What you should do: Rewrite the lines from the one containing "Exercise. Mark the sea" through the last line, replacing "instance" with "occurrence" and changing nothing else.

Material provided:
START

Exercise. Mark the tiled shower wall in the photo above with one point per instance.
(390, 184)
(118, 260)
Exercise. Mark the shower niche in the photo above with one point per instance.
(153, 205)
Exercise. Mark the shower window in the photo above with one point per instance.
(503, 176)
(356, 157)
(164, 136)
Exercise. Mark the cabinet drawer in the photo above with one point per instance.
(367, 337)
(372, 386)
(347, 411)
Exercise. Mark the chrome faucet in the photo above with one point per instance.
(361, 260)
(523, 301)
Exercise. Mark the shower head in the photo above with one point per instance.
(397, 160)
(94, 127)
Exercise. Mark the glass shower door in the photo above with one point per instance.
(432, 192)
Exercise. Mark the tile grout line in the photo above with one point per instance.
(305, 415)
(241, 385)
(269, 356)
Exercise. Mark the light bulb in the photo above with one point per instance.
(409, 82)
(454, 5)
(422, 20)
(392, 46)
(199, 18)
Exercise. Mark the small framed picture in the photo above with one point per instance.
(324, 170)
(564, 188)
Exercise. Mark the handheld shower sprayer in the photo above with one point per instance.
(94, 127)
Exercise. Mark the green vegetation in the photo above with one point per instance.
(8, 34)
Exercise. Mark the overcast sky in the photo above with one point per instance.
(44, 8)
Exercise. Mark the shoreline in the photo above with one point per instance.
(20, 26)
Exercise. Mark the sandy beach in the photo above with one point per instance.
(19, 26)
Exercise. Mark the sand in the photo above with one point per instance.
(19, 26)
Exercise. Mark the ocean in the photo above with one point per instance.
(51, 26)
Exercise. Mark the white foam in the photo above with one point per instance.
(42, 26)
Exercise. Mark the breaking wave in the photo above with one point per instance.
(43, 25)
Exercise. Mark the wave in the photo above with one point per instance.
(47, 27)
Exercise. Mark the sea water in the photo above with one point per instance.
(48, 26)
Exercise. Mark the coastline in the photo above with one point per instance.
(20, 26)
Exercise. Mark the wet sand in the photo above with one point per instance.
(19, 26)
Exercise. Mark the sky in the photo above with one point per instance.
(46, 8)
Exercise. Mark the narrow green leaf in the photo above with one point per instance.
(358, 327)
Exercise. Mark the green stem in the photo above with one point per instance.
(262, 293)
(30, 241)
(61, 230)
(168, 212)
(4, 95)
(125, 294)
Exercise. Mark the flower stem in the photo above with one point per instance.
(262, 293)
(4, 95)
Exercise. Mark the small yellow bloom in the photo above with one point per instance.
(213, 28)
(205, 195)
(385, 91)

END

Task answer:
Exercise. Mark the sea water in the photo above with one point per occurrence.
(48, 26)
Exercise. Mark the coastline in the photo above with one point per occurrence.
(20, 26)
Exercise. Mark the wet sand in the photo above with one point per occurrence.
(19, 26)
Exercise. Mark the sky in the photo above with one point per occurrence.
(46, 8)
Exercise. Mark the narrow green leaf in the photo above with one point per occurrence.
(358, 327)
Exercise. Mark the green stem in the photo above with one point per occurrence.
(262, 293)
(30, 241)
(61, 230)
(168, 212)
(4, 95)
(125, 294)
Exercise. Mark the flower stem in the photo above with one point per occurrence.
(262, 293)
(4, 95)
Exercise. Mark the small yellow bloom in the photo above with one point per occurrence.
(213, 28)
(205, 195)
(385, 91)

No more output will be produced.